### Document extract

Studio album by The Internet
- Released: December 20, 2011
- Recorded: 2011
- Genre: Trip hop; hip-hop soul; R&B;
- Length: 41:34
- Label: Odd Future; RED;
- Producer: Anthony Life; Frank Ocean; Frisco; The Internet; Left Brain; Matt Martians; Patrick the Great; Pyramid Vritra; Robin Hannibal; Tyler, the Creator;

The Internet chronology
|  | Purple Naked Ladies (2011) | Feel Good (2013) |

Singles from Purple Naked Ladies
- "Love Song -1" Released: September 24, 2011; "They Say" Released: October 4, 2011; "Cocaine" Released: November 8, 2011; "Fastlane" Released: January 19, 2012;

= Purple Naked Ladies =

Purple Naked Ladies is the debut studio album by American soul band The Internet, a duo consisting of Syd tha Kyd and Matt Martians of Odd Future at the time. The digital version of the album was released on December 20, 2011, with a physical copy, with bonus tracks released on January 31, 2012. The album is the first physically released album on Odd Future's own record label Odd Future Records with distribution via RED Distribution.

==Personnel==

The Internet is formed of Odd Future members Syd the Kyd, the group's sound engineer, audio mixer, and live DJ, and Matt Martians, one half of The Jet Age of Tomorrow. The album features collaborations with fellow Odd Future members Left Brain, Mike G, and Pyramid Vritra as well as other guest artists Tay Walker, Kilo Kish, and Coco O.

######
### Source records

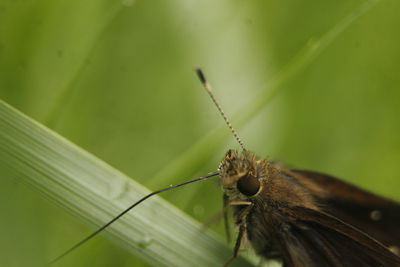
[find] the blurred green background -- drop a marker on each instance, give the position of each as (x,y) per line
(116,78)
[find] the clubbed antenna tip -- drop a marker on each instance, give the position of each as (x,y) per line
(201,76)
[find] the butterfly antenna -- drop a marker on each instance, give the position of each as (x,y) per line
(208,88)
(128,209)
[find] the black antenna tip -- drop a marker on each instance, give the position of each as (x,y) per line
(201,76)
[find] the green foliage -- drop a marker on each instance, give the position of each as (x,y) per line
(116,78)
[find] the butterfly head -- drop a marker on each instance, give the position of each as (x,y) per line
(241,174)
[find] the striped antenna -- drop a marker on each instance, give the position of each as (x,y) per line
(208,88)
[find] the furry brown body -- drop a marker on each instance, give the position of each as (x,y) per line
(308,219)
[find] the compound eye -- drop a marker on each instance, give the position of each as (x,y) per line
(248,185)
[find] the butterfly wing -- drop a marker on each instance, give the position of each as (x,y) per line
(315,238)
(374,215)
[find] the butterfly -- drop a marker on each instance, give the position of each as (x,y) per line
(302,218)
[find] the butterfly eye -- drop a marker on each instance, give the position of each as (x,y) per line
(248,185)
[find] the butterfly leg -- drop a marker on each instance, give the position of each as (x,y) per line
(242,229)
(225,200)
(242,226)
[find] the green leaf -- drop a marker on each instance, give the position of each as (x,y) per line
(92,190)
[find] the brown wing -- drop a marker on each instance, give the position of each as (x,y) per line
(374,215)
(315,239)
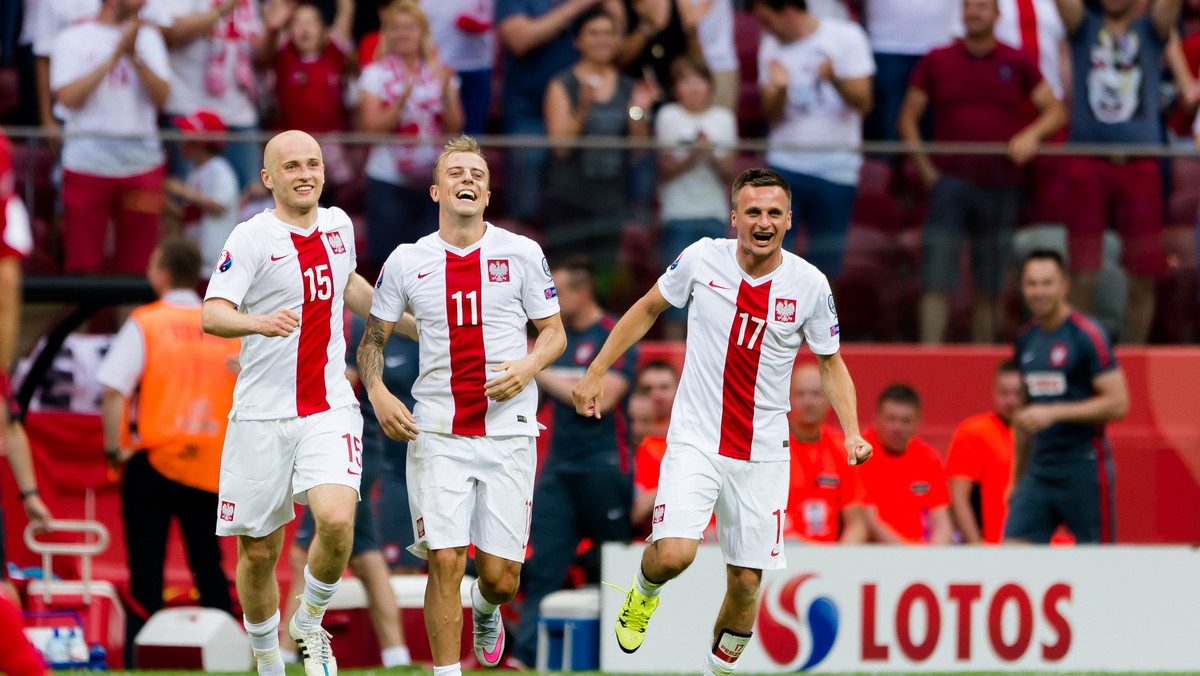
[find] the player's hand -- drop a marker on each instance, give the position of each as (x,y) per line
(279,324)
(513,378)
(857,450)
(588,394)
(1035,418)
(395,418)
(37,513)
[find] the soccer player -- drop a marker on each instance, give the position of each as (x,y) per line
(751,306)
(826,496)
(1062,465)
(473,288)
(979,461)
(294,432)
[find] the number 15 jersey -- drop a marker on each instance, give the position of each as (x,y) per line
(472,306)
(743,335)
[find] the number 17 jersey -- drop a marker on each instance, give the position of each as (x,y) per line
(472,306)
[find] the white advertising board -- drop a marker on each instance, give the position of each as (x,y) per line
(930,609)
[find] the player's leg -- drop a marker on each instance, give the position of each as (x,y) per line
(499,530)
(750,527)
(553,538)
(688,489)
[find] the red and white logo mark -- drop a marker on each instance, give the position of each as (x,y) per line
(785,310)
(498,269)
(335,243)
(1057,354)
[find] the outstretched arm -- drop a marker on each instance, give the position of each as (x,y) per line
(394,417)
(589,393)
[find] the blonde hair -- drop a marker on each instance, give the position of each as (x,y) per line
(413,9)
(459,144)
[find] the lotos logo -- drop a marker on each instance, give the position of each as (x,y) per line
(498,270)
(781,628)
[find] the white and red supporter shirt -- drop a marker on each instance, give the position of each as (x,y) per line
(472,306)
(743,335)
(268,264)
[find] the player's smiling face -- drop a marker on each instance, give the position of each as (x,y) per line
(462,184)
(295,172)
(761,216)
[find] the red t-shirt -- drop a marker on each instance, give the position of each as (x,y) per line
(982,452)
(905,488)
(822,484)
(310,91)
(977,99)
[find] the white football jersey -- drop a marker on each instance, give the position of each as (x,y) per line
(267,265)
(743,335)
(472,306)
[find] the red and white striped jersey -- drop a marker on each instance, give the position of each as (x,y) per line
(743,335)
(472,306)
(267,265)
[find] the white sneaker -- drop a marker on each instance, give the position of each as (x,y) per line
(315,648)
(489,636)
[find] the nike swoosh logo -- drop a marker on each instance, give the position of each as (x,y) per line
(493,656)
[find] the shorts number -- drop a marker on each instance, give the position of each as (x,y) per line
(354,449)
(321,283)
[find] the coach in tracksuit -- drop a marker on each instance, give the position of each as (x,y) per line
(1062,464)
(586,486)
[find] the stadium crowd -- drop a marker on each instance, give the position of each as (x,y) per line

######

(To be done):
1. List every line of the records that contains the string "jersey", treating uppercase and lowercase as different.
2. Carry on writing the Purple Naked Ladies article from the point where it stops.
The Purple Naked Ladies article has no connection to the records.

(Task responses):
1.
[find] the number 15 jersey -- drop a marker on each instance, give the position of each as (x,y) per line
[find] the number 17 jersey -- drop a marker on each instance, give the position of each as (x,y) per line
[find] the white football jersey -- drop a marker on each instance, give the position of each as (x,y) per line
[find] the red and white striped jersey -- drop a marker on each instance, give the position of each as (x,y) per line

2.
==Singles==
The album's first single, "Love Song -1" was released on September 14, 2011. The second single, "They Say", which features Tay Walker, was released on October 4, 2011, though before its single release, it was included on the Odd Future compilation album 12 Odd Future Songs. The third single, "Cocaine", which features Left Brain, had its music video premiere on Odd Future's YouTube page on October 31, 2011. It was released as a single to the iTunes Store on November 8, 2011, as a 3 track EP including "Love Song -1" and "They Say" as tracks 2 and 3 respectively. The fourth single, "Fastlane", was released on January 19, 2012.

==Release==
The album's cover artwork was released on November 8, 2011. A bonus EP was later released for free on the official Odd Future website. It was intended to be packaged with the album, but due to a manufacturing issue, it was left out.

==Reception==

The album received mixed reviews, scoring an average of 55 out of 100 on Metacritic based on 21 reviews. The album peaked at number 31 on the US Billboard Heatseekers Albums charts on January 7, 2012.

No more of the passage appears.